» **Provided data**:

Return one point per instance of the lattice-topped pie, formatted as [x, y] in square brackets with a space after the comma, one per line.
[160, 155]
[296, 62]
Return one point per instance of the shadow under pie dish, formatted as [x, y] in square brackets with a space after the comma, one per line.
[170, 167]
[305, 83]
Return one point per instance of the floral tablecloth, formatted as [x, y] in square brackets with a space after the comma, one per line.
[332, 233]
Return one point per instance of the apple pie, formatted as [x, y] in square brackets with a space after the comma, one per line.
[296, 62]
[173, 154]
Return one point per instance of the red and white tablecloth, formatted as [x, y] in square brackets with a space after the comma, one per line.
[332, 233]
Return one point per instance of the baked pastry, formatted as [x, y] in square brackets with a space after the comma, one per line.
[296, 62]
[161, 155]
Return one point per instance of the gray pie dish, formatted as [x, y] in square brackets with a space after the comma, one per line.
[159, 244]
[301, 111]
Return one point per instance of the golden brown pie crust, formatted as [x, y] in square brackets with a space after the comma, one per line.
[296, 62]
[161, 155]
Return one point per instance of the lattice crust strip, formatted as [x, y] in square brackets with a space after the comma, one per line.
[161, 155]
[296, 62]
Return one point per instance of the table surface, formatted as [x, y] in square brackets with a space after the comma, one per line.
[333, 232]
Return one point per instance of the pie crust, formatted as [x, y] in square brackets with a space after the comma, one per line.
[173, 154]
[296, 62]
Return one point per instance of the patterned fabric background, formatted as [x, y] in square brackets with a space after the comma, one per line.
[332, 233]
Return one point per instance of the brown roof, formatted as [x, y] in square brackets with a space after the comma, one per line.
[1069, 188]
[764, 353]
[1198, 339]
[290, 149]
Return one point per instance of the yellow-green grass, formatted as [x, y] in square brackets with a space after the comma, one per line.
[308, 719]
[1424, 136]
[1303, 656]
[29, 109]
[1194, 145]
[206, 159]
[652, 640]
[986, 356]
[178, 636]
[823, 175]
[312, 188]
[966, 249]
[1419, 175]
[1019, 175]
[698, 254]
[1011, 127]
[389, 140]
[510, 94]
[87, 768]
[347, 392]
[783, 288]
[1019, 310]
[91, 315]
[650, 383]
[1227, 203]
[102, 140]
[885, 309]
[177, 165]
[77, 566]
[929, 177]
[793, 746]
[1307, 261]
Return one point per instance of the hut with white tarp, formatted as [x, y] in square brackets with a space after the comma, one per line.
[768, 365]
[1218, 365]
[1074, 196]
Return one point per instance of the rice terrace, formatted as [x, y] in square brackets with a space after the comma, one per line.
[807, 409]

» **Task description**:
Would you return all of the data exactly as it stands above?

» **Result for this exercise**:
Return one point per instance of the lattice-topped pie, formatted as [x, y] in square brackets with a space after the comma, one per line.
[160, 155]
[296, 62]
Return one point per instance of the shadow under pie dish, formatted as [x, y] in square brackets with a space after the comma, one per line.
[170, 167]
[305, 83]
Return one point per instance of the floral tablecloth, formatted as [x, y] in square brackets with a space after the comma, one per line.
[332, 233]
Return one point per instance of the apple pie, formatted as [x, y] in square brackets with a space after the comma, one per line.
[296, 62]
[173, 154]
Return one point per instance of the red and white tablecloth, formatted as [x, y] in square brackets with a space after the comma, one per line.
[332, 233]
Return one point per instance of the baked pastry, formatted as [x, y] in square brackets with a space after the comma, one per line.
[296, 62]
[161, 155]
Return one point per instance of the gray pie dish, formatted as [x, y] in square brackets with a space after the comma, one per line.
[159, 244]
[301, 111]
Return one point per instance of the golden brown pie crust, formatted as [x, y] in square brackets with a space after the comma, one per line.
[296, 62]
[161, 155]
Return one point per instance of the lattice crust strip, formatted as [x, y] in square brackets with a space after the comma, one per line.
[161, 155]
[296, 62]
Return one point per instance of the table surface, formatted as [x, y] in square brackets with a space after the comma, one per line.
[333, 232]
Return one point per instance of the pie crust, formatted as [x, y] in square brackets with a space after the comma, one per line.
[173, 154]
[296, 62]
Return one point per instance of the patterned fabric background, formatted as [x, y] in square brackets with a space after the comma, one per line.
[332, 233]
Return one point per instance of the brown roof, formatted as [x, y] in square brackets with a space after the comma, one per line.
[1069, 188]
[764, 353]
[1198, 339]
[290, 149]
Return one point per instance of the yellow-green grass, formatted as [x, y] in square brackets with a space after the comma, one per line.
[308, 719]
[1424, 136]
[1303, 656]
[29, 109]
[1194, 145]
[206, 159]
[652, 640]
[986, 356]
[178, 636]
[823, 175]
[312, 188]
[966, 249]
[1419, 175]
[1019, 175]
[698, 254]
[1011, 127]
[389, 140]
[510, 94]
[87, 768]
[347, 392]
[783, 288]
[1019, 310]
[91, 315]
[650, 383]
[1227, 203]
[102, 140]
[885, 309]
[177, 165]
[77, 566]
[929, 177]
[793, 746]
[1307, 261]
Return one point per instance of the hut with white tarp, formatted as [x, y] in square brackets with a space after the comma, one per line.
[768, 365]
[1218, 365]
[1074, 196]
Return one point per instance of the rice terrace, formatted as [x, y] in square brackets with a space after the comma, one per line.
[807, 409]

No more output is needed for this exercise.